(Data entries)
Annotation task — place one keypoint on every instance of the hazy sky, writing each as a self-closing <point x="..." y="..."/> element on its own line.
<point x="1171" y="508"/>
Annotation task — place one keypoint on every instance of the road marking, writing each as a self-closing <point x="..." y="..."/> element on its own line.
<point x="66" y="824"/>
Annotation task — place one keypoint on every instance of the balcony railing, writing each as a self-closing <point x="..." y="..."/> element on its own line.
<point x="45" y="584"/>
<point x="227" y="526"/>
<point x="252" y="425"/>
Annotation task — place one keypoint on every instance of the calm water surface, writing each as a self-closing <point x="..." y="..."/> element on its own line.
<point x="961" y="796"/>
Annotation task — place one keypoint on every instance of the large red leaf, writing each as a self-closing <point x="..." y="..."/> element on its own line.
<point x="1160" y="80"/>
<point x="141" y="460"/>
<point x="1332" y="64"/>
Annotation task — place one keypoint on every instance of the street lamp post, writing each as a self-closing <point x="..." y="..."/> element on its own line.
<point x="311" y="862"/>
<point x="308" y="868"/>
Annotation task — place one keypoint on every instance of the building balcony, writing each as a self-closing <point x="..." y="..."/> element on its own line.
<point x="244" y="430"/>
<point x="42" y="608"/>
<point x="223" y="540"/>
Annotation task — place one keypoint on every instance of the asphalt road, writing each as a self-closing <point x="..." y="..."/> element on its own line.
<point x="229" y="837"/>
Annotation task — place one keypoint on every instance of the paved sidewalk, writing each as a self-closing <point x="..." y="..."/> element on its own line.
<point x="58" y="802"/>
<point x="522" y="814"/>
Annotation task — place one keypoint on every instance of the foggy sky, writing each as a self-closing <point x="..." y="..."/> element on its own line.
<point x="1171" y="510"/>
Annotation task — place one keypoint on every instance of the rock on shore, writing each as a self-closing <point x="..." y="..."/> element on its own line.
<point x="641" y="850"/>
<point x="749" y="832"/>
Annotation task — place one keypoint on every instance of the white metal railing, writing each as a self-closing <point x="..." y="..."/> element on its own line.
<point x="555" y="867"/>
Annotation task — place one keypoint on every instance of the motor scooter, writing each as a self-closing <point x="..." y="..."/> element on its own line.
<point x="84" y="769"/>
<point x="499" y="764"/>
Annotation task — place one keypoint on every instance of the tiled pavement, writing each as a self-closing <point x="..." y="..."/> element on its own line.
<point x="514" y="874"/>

DESCRIPTION OF THE TASK: Give back every line of the data exactly.

WRITTEN SOLUTION:
Annotation task — place one keypoint on every instance of the hazy sky, writing each as a self-closing <point x="..." y="..."/> element on its own line.
<point x="1171" y="508"/>
Annotation task — place one keypoint on every instance of the road marking, writing each as a self-closing <point x="..." y="..."/> element on its own line.
<point x="66" y="824"/>
Annotation task — place one keypoint on every instance of the balcony railing, writing each as a self-closing <point x="..." y="..."/> element on its own line.
<point x="45" y="584"/>
<point x="227" y="526"/>
<point x="252" y="425"/>
Annotation task — place one keypoint on every instance of the calm water surface, writing each as a self-closing <point x="..." y="..."/> element on its own line.
<point x="961" y="796"/>
Annotation task — place one keypoint on every instance of the large red leaf, writing each as a self-closing <point x="..." y="..."/> element on its own line.
<point x="1160" y="80"/>
<point x="141" y="460"/>
<point x="1332" y="64"/>
Annotation task — place one keypoint on every instance of the street lamp post, writing each as a self-closing <point x="..." y="..."/> element on its own line.
<point x="311" y="862"/>
<point x="308" y="868"/>
Annotation task — place one keypoint on every instance of the building balcony, writing each as a self-closing <point x="..." y="..."/> element on its own line.
<point x="244" y="430"/>
<point x="42" y="608"/>
<point x="223" y="540"/>
Annotation task — place one keypoint on every instance of the asphalt road, writing each as a self-closing <point x="..." y="..."/> element on its own line.
<point x="229" y="837"/>
Annotation task — place one keypoint on every instance of the paved sidewalk, writing each as a self-closing <point x="..." y="..."/> element on its own line.
<point x="58" y="802"/>
<point x="522" y="814"/>
Annotation task — place one keypoint on every instance of the foggy sky, writing each as a self-closing <point x="..." y="..."/> element on its own line.
<point x="1171" y="510"/>
Annotation task — place one keypoint on every instance of the rock on shore, writing each as a self-closing <point x="..." y="..."/> element on its own line.
<point x="641" y="850"/>
<point x="749" y="832"/>
Annotation task — place one keypoint on every instance of the white metal railing, writing each as a self-closing <point x="..." y="..."/> element on its own line.
<point x="555" y="867"/>
Annotation task — place one keypoint on every instance of the motor scooter, writing each as a self-closing <point x="..." y="..."/> element on its own line.
<point x="84" y="769"/>
<point x="499" y="764"/>
Annotation task — place one keypoint on every instance of the tiled pavement, writing each as a self-closing <point x="..." y="..."/> element on its own line.
<point x="514" y="874"/>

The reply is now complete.